**Task details**. Repeat the entries below word for word, leaving out the pictures.
>> START The data
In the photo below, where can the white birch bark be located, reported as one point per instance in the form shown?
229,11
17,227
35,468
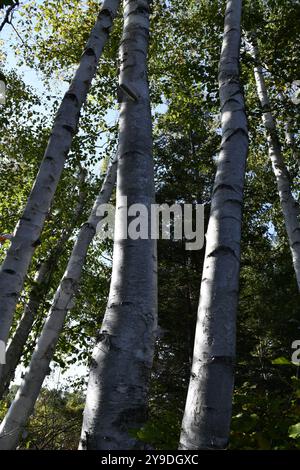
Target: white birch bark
207,415
122,358
28,230
290,141
16,345
23,404
288,203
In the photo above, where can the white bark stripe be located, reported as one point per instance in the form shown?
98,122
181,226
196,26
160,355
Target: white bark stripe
23,404
16,345
122,358
288,203
28,230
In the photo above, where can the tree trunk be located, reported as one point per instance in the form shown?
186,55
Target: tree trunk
28,230
16,345
288,203
290,141
122,358
207,416
23,404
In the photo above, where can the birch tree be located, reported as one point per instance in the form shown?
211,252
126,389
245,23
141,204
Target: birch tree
121,362
288,203
207,414
28,230
23,404
16,345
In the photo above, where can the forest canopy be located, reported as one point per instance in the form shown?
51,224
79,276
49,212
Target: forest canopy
109,110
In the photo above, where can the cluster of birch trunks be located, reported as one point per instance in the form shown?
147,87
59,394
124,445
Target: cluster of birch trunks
116,399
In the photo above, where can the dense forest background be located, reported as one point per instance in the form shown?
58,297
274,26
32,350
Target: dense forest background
40,47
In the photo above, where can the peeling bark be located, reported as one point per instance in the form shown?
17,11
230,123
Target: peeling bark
207,416
288,203
23,404
28,230
122,358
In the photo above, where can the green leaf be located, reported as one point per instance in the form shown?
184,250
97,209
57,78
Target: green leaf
294,431
281,361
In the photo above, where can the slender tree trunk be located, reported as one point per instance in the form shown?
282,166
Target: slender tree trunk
16,345
290,140
122,359
288,203
206,421
23,404
28,230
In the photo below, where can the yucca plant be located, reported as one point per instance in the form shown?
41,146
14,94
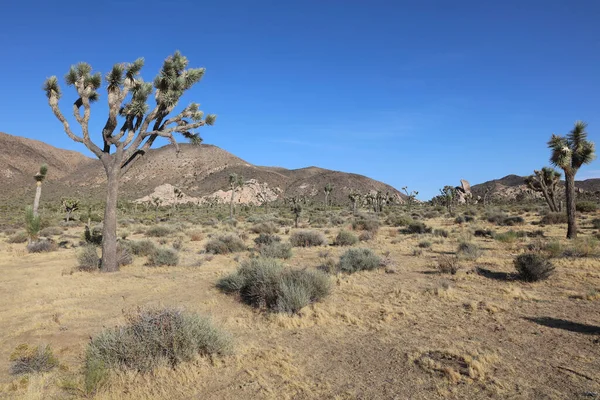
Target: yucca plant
569,153
132,125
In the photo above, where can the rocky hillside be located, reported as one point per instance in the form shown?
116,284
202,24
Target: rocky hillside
200,173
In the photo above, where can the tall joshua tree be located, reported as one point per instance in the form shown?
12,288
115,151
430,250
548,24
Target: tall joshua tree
39,178
235,181
569,153
545,181
327,189
140,125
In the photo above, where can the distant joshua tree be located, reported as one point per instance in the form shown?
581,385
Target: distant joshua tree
39,178
545,181
327,189
235,181
140,125
569,153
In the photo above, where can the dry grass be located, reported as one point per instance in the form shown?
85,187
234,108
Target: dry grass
379,335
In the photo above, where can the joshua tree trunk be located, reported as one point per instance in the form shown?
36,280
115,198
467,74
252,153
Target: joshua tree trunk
570,195
36,201
109,229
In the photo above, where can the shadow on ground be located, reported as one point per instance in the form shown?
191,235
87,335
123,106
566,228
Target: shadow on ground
566,325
>> END The data
**Solution to this problem**.
In the photo below, where can the white birch bark be located, reported as one point per instance in the form shown?
229,11
17,227
35,468
Target: white birch bark
207,415
122,358
28,230
290,141
16,345
23,404
288,203
In the photo above, where can the white bark stripe be located, reported as one point per instance in the form shown?
98,122
181,226
196,26
160,355
Target: white bark stripe
23,404
16,345
122,358
288,203
28,230
In the photo above, where can the tree trunk be located, reported as one point per instance in the form shown?
186,55
Target: tree trunk
28,230
16,345
288,203
290,141
122,358
207,416
23,404
In the photo above, where can the birch tree be located, reported as one point per instance in the form shown?
211,252
126,389
245,23
141,204
Target: birch tree
121,362
288,203
207,414
28,230
23,404
16,345
In the photo above, where can the forest canopy be located, reported as one point per instance in the form shown?
51,224
79,276
49,212
Target: forest canopy
109,110
In the photo above, where can the cluster of birch trunks be located, reported as one point per instance in the form shown?
147,87
59,394
124,445
Target: cluster of birch trunks
116,399
In the photo above, where can the dense forest background be located, reported as one point per instance in the form shown?
58,297
274,26
32,350
Target: dense forest background
40,47
In the photo above, where can the peeling bark be located, reported as one point per instance in the form shown?
17,11
230,123
Target: peeling bark
207,416
288,203
23,404
28,230
122,358
In the photo above, where can the green leaf be located, reported as one point per instance in the form shown?
184,250
97,209
57,78
Target: green leaf
294,431
281,361
In the photo above, where can the slender tree trunk be located, reported as one point per instance in the form shown?
282,166
Target: slender tree trunk
16,345
290,140
122,359
288,203
206,421
23,404
28,230
In the photo below, where can the yucca plant be located, reported as one point per instance in the form shown?
41,146
14,94
Target: yucca plant
569,153
132,125
In the photo above, where can the rocky hillside be located, reported as one point per instance in the form shown?
116,284
202,24
Target: rocky hillside
200,173
In the photo above, where can the tall joshua tree be located, reported as one point per instance in the form shown?
12,288
115,151
430,250
548,24
Target: tall joshua tree
39,178
235,181
569,153
545,181
327,189
140,125
In the photo above, where can the distant joshua tree be located, reported as one point per instance in the form shown?
581,385
Target: distant joshua tree
39,178
545,181
327,189
235,181
140,125
569,153
In the photo above, where can the dry grass be located, reported as one point per instance in the form shown?
85,187
234,108
Target: dry grass
379,335
In the photo above, where can the joshua tree trunk be located, reported as one point per instance in the form shown?
36,280
115,198
467,74
252,153
Target: joshua tree trunk
570,195
36,201
109,229
In the photo above, where can the shadow on ground be located, reported as one point per instance in the form shown?
191,235
87,335
123,106
566,228
Target: shadow on ground
566,325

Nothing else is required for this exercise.